Reproduce all of the items below, swapping every "instance" for "occurrence" and leaving everything else untouched.
==================================================
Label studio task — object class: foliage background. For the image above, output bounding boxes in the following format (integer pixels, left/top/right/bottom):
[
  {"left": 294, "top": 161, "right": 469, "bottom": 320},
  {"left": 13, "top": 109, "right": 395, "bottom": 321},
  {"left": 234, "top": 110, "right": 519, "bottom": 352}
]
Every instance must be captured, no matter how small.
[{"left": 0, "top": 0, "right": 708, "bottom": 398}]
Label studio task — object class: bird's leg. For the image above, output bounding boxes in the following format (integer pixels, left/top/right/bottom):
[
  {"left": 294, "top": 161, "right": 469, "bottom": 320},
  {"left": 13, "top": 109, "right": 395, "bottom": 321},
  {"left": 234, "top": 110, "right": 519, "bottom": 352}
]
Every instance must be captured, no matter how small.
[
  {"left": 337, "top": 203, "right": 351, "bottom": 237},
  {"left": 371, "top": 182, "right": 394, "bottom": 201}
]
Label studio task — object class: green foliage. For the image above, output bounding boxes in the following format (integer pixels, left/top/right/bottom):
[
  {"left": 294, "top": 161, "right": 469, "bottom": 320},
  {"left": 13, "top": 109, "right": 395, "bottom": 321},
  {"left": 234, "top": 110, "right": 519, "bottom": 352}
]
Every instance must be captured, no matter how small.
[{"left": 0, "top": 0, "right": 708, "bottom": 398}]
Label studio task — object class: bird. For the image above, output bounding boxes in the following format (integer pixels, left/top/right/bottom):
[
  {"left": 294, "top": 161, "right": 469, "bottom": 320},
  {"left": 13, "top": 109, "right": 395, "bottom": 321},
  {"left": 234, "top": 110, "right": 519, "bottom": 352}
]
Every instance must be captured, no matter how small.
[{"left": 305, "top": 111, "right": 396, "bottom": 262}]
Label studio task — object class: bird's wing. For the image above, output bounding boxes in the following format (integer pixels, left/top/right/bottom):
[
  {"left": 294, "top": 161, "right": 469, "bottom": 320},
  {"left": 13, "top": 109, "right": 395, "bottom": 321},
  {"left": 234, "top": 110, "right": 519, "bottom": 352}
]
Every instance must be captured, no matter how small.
==================================================
§ **THE OUTPUT**:
Label studio task — object class: foliage background. For the image above, output bounding boxes in the following format (integer pixels, left/top/right/bottom):
[
  {"left": 294, "top": 161, "right": 469, "bottom": 320},
  {"left": 13, "top": 109, "right": 395, "bottom": 321},
  {"left": 234, "top": 110, "right": 519, "bottom": 352}
]
Every occurrence must be captured, no matter how small.
[{"left": 0, "top": 0, "right": 708, "bottom": 398}]
Label studio task — object class: bird's leg. For the image above, output bounding boxes in the following format (integer pixels, left/top/right/bottom):
[
  {"left": 294, "top": 161, "right": 469, "bottom": 320},
  {"left": 13, "top": 109, "right": 395, "bottom": 321},
  {"left": 234, "top": 110, "right": 519, "bottom": 352}
]
Every occurrence must be captured, no matter how small.
[
  {"left": 337, "top": 203, "right": 351, "bottom": 237},
  {"left": 371, "top": 182, "right": 394, "bottom": 201}
]
Label studio task — object class: green foliage. For the image above, output bounding boxes in the following format (integer pixels, left/top/right/bottom):
[
  {"left": 294, "top": 161, "right": 469, "bottom": 320},
  {"left": 13, "top": 109, "right": 395, "bottom": 321},
  {"left": 234, "top": 110, "right": 519, "bottom": 352}
]
Every occurrence must be captured, no matter how small.
[{"left": 0, "top": 0, "right": 708, "bottom": 398}]
Label studio task — object class: bird. For the image above, output bounding boxes in the following format (integer pixels, left/top/right/bottom):
[
  {"left": 294, "top": 161, "right": 469, "bottom": 320},
  {"left": 13, "top": 109, "right": 395, "bottom": 321},
  {"left": 234, "top": 110, "right": 519, "bottom": 352}
]
Every occurrence must be captured, no matter how small.
[{"left": 305, "top": 111, "right": 396, "bottom": 262}]
Label studio task — object class: bird's wing. For the image above, output bounding boxes in the following format (integer pixels, left/top/right/bottom):
[
  {"left": 294, "top": 161, "right": 469, "bottom": 320},
  {"left": 13, "top": 109, "right": 395, "bottom": 321},
  {"left": 234, "top": 110, "right": 519, "bottom": 352}
]
Every occurrence must be captured, no matter how small.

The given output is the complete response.